Increasing muscle mass is not a vain project that should only be done by bodybuilders. It is highly correlated with health, longevity and lack of disease.

World-leading expert on muscle synthesis, Dr Brad Schoenfeld has written many brilliant studies and books on the subject. In his book Science and Development of Muscle Hypertrophy, he gives some gems for everyday people.

Muscle is expensive tissue. For the body to prioritise building it there needs to be a strong enough stimulus.

But, there also needs to be sufficient energy production and nutrients.

Maybe you think you need to go to the gym three times per week for two hours otherwise it’s just a waste of time. For most people today this is not workable and so most don’t do anything.

It’s either all in or nothing. It’s black and white. Either you’re a gym rat or not.

Let me tell you that you can build and maintain an amazing body with less than 3-minutes of active exercise per day.

If that sounds too good to be true let’s look at the science.

Dr Schoenfeld has written some excellent metanalyses.

In them, he concludes that the volume required to stimulate muscle synthesis is between 5-20 sets per week per muscle group. He adds the caveat that the intensity of each set needs to be close to failure.

How this looks practically will surprise you.

Everyone should do at least one set of push-ups and pull-ups close to failure every single day.

I want you to do this if you are someone who has never trained in your life and even if you are an Iron Man competitor with 15 hours of training each week.

You should build up to this slowly and have it as your baseline.

If any of the exercises are too hard or too easy, scale them up or down.

Aim for 8-25 reps per set. If you can’t do 8, scale down, if you can do more than 25, scale up.

1 set to failure per day adds up to 7 sets to failure per week (and takes less than 3-minutes per day to do.)

Gaining muscle mass makes you more resilient to handle the daily demands put on your body.

It does a lot more than I am able to go through here but rest assured, 3 minutes of exercise per day will do wonders for your health.

The idea here is to build a baseline which becomes a part of your daily routine, like brushing your teeth.

Slowly it becomes so ingrained you feel bad when you don’t do it.

At this level, you can add more if you want, like adding a set for your legs or doing some mobility work in combination.

Let’s move on to the last two.

 

Habits 3 & 4 – Nutrients, bodily confusion & recovery

Now we have gone over the first two in quite some depth. For the next two, I will not spend a lot of time explaining.

Sleep is probably the highest leverage activity when it comes to health. It costs nothing and is not hard to change because all you need to do is go to bed earlier or wake up later.

Changing your diet is hard. It is often tied to both identity and addiction which are very hard to break.

Sleep is so important that everyone should take their sleep obnoxiously seriously.

Habit – Spend 8-10 hours in bed and aim to wake up at a similar time every day.

As with most things, doing it too much is probably not good either so try to find your sweet spot.

Also, increase your sleep time along with increased demand.

The previous Progress Letter was entirely on the final habit – Eat real food (& focus on Protein.)

We evolved to eat only real food. We ate what could be found in our environment, animals or plants.

We have evolved to utilise the molecules that make up these foods to maintain health.

Eating foods that we would never have found in our evolutionary past creates internal confusion.

And again – a confused body is a sick body.

What makes protein so good?

  1. Protein is the most satiating of the macronutrients

  2. Protein-rich foods are nutrient-dense

  3. Protein increases muscle synthesis

  4. We undereat protein

The biggest problems with the standard diet are a lack of protein, a lack of nutrients and a surplus of calories.

Eating more protein fixes these issues. This then positively affects energy production and lowers imposed demand.

There you have it, the Minimal Effective Dose for Health

  1. Three to four 10-minute walks per day, one close to waking and the rest after meals.

  2. One hard set per day of pull-ups & push-ups (or variations of them).

  3. Spend 8-10h in bed each night and aim to wake up at a similar time each day.

  4. Eat real food (& focus on protein).

# # #

* [LIST OF TASKS]
A - According to the health habits text, how many sets per week per muscle group are needed to stimulate muscle synthesis?
B - Copy the health habits text word for word between "Slowly it becomes" and "wake up later.", inclusive.

Referring expression grounding data:
# # #

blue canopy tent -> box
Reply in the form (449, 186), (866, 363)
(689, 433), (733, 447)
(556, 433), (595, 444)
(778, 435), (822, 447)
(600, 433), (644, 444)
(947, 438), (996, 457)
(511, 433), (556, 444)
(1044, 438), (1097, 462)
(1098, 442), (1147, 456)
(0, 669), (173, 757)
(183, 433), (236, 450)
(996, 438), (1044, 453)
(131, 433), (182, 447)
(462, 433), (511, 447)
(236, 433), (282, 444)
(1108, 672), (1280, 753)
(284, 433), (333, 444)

# # #

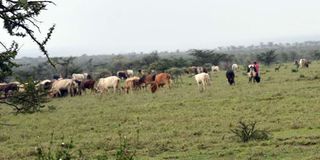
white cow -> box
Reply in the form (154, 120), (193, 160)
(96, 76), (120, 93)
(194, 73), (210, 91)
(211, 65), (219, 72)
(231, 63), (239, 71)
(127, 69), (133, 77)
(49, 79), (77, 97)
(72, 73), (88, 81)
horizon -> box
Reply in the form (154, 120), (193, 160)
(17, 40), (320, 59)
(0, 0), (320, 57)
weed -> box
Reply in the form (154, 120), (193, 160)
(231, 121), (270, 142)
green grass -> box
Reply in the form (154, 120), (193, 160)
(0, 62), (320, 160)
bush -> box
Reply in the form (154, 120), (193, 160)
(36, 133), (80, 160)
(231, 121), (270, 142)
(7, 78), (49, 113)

# # #

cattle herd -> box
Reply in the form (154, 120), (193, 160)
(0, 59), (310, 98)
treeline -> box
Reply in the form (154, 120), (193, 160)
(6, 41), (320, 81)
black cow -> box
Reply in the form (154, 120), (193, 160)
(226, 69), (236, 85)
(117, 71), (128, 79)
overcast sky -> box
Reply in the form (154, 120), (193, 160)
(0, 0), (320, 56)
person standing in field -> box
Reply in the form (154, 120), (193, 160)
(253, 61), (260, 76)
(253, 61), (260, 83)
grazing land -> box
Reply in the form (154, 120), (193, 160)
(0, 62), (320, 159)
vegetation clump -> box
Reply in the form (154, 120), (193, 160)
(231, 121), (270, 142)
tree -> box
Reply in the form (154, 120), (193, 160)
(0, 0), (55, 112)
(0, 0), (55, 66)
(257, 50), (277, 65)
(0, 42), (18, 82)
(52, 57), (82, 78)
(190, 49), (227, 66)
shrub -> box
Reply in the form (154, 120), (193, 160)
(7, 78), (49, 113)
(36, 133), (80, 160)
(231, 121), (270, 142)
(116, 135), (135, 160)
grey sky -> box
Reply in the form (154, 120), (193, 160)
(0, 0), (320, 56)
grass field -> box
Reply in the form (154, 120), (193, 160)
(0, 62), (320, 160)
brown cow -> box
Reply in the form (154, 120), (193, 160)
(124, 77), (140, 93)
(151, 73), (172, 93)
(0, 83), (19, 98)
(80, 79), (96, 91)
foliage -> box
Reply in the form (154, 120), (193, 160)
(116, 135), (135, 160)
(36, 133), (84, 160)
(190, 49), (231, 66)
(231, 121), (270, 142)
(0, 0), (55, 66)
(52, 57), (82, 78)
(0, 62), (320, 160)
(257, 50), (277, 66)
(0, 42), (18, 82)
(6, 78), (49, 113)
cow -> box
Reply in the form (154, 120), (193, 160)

# # #

* [RESULTS]
A - Between 5 and 20 sets per week per muscle group, with each set close to failure.

B -
Slowly it becomes so ingrained you feel bad when you don’t do it.

At this level, you can add more if you want, like adding a set for your legs or doing some mobility work in combination.

Let’s move on to the last two.

 

Habits 3 & 4 – Nutrients, bodily confusion & recovery

Now we have gone over the first two in quite some depth. For the next two, I will not spend a lot of time explaining.

Sleep is probably the highest leverage activity when it comes to health. It costs nothing and is not hard to change because all you need to do is go to bed earlier or wake up later.